→ Problem to solve: Recast the records below as a Markdown table with two columns, Row and Line text. Number every nonblank line in order and leave out blank lines.

→ Records for processing:

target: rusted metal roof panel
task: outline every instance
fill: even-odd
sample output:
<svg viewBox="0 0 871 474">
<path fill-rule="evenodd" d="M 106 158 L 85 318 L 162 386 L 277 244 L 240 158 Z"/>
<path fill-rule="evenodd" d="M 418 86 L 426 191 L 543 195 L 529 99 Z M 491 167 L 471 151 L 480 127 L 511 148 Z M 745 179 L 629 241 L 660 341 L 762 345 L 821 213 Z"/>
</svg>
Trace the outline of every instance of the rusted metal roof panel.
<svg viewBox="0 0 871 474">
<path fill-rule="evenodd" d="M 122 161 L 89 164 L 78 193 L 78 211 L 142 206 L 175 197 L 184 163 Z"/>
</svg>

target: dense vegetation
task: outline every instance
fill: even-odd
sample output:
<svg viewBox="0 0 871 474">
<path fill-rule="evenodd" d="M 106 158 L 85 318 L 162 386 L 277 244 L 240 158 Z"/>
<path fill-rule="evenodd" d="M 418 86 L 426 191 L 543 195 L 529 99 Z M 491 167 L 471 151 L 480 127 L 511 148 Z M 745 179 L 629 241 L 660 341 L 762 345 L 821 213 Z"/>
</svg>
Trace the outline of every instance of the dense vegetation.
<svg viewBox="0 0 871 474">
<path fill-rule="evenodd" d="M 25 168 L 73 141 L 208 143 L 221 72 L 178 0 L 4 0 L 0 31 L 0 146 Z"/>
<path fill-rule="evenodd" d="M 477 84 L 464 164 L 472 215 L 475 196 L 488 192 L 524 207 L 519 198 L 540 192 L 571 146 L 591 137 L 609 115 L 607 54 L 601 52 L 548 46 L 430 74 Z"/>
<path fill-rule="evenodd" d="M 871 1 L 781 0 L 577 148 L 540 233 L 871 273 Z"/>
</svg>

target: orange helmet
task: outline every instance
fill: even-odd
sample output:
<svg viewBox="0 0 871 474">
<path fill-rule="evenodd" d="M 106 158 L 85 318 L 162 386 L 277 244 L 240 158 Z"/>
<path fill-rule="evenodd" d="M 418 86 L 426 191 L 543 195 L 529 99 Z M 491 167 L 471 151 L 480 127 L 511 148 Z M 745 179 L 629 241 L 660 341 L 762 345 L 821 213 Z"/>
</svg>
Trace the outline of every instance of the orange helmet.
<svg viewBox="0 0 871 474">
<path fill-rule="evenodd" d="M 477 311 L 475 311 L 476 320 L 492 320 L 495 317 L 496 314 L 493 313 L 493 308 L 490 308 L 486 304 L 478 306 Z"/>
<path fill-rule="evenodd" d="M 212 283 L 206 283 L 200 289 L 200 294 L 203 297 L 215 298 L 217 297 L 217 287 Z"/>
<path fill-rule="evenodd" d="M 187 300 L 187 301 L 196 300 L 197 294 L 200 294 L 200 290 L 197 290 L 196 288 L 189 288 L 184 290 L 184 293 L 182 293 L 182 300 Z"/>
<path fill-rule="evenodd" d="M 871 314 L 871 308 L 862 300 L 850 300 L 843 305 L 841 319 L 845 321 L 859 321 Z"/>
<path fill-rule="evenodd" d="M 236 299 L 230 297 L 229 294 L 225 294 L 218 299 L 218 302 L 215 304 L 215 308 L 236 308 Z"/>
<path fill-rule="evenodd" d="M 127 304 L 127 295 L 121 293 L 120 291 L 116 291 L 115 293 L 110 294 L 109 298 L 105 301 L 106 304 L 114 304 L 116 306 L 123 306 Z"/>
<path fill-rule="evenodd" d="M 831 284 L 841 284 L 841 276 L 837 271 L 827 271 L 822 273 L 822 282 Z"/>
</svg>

→ Solution below:
| Row | Line text |
|---|---|
| 1 | target: rusted metal roof panel |
| 2 | task: outline every instance |
| 3 | fill: even-odd |
| 4 | sample output: |
| 5 | <svg viewBox="0 0 871 474"> |
| 6 | <path fill-rule="evenodd" d="M 106 158 L 85 318 L 162 386 L 277 244 L 240 158 Z"/> |
| 7 | <path fill-rule="evenodd" d="M 418 86 L 426 191 L 543 195 L 529 99 Z M 491 167 L 471 151 L 480 127 L 511 148 Z M 745 179 L 629 241 L 660 341 L 762 345 L 821 213 Z"/> |
| 8 | </svg> |
| 9 | Trace the outline of every instance of the rusted metal roof panel. |
| 10 | <svg viewBox="0 0 871 474"> |
| 11 | <path fill-rule="evenodd" d="M 122 161 L 89 164 L 78 193 L 78 211 L 142 206 L 175 197 L 184 163 Z"/> |
| 12 | </svg> |
| 13 | target: dense vegetation |
| 14 | task: outline every instance |
| 15 | fill: even-odd |
| 16 | sample output: |
| 17 | <svg viewBox="0 0 871 474"> |
| 18 | <path fill-rule="evenodd" d="M 106 158 L 85 318 L 162 386 L 277 244 L 240 158 Z"/> |
| 19 | <path fill-rule="evenodd" d="M 418 86 L 426 191 L 543 195 L 529 99 Z M 491 167 L 471 151 L 480 127 L 511 148 Z M 745 179 L 629 241 L 660 341 L 762 345 L 821 213 Z"/> |
| 20 | </svg> |
| 21 | Trace the outline of every instance of the dense vegetation. |
| 22 | <svg viewBox="0 0 871 474"> |
| 23 | <path fill-rule="evenodd" d="M 25 168 L 73 141 L 208 143 L 221 72 L 178 0 L 4 0 L 0 31 L 0 146 Z"/> |
| 24 | <path fill-rule="evenodd" d="M 477 84 L 464 164 L 472 215 L 475 196 L 488 192 L 524 207 L 519 198 L 540 192 L 571 146 L 591 137 L 609 115 L 607 54 L 601 52 L 548 46 L 430 74 Z"/> |
| 25 | <path fill-rule="evenodd" d="M 871 1 L 781 0 L 577 148 L 540 233 L 871 273 Z"/> |
| 26 | </svg> |
| 27 | target: orange helmet |
| 28 | task: outline every instance |
| 29 | fill: even-odd |
| 30 | sample output: |
| 31 | <svg viewBox="0 0 871 474"> |
| 32 | <path fill-rule="evenodd" d="M 106 158 L 85 318 L 162 386 L 277 244 L 240 158 Z"/> |
| 33 | <path fill-rule="evenodd" d="M 418 86 L 426 191 L 543 195 L 529 99 Z M 491 167 L 471 151 L 480 127 L 511 148 Z M 745 179 L 629 241 L 660 341 L 762 345 L 821 213 Z"/> |
| 34 | </svg> |
| 35 | Trace the outline of every instance of the orange helmet. |
| 36 | <svg viewBox="0 0 871 474"> |
| 37 | <path fill-rule="evenodd" d="M 477 311 L 475 311 L 476 320 L 492 320 L 495 317 L 496 314 L 493 313 L 493 308 L 490 308 L 486 304 L 478 306 Z"/> |
| 38 | <path fill-rule="evenodd" d="M 212 283 L 206 283 L 200 289 L 200 294 L 203 297 L 215 298 L 217 297 L 217 287 Z"/> |
| 39 | <path fill-rule="evenodd" d="M 187 300 L 187 301 L 196 300 L 197 294 L 200 294 L 200 290 L 197 290 L 196 288 L 189 288 L 184 290 L 184 293 L 182 293 L 182 300 Z"/> |
| 40 | <path fill-rule="evenodd" d="M 871 314 L 871 308 L 862 300 L 850 300 L 843 305 L 841 319 L 845 321 L 859 321 Z"/> |
| 41 | <path fill-rule="evenodd" d="M 236 299 L 230 297 L 229 294 L 225 294 L 218 299 L 218 302 L 215 304 L 215 308 L 236 308 Z"/> |
| 42 | <path fill-rule="evenodd" d="M 127 304 L 127 295 L 121 293 L 120 291 L 116 291 L 115 293 L 110 294 L 109 298 L 105 301 L 106 304 L 114 304 L 116 306 L 123 306 Z"/> |
| 43 | <path fill-rule="evenodd" d="M 831 284 L 841 284 L 841 276 L 837 271 L 827 271 L 822 273 L 822 282 Z"/> |
| 44 | </svg> |